§ **Task objective**
Rewrite the listing below as a numbered list covering only the lines from the one with "Isolate the christmas" up to and including the one with "742,155,1069,674", and leave out any blank lines.

>> begin

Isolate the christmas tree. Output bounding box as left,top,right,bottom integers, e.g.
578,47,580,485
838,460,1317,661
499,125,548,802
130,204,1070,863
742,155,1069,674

>> end
>> begin

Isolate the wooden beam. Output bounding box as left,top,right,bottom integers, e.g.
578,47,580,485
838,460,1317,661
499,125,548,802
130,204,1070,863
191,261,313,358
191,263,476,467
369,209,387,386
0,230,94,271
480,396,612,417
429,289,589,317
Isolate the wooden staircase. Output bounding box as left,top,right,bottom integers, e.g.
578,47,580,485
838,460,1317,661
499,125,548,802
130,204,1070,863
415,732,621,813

>> end

§ **Answer to this problem**
1. Isolate the christmas tree. Output bounding box as left,top,right,bottom integers, e.g.
2. 578,47,580,485
3. 838,460,1317,661
4. 499,125,548,802
5. 130,204,1070,863
6. 742,155,1069,674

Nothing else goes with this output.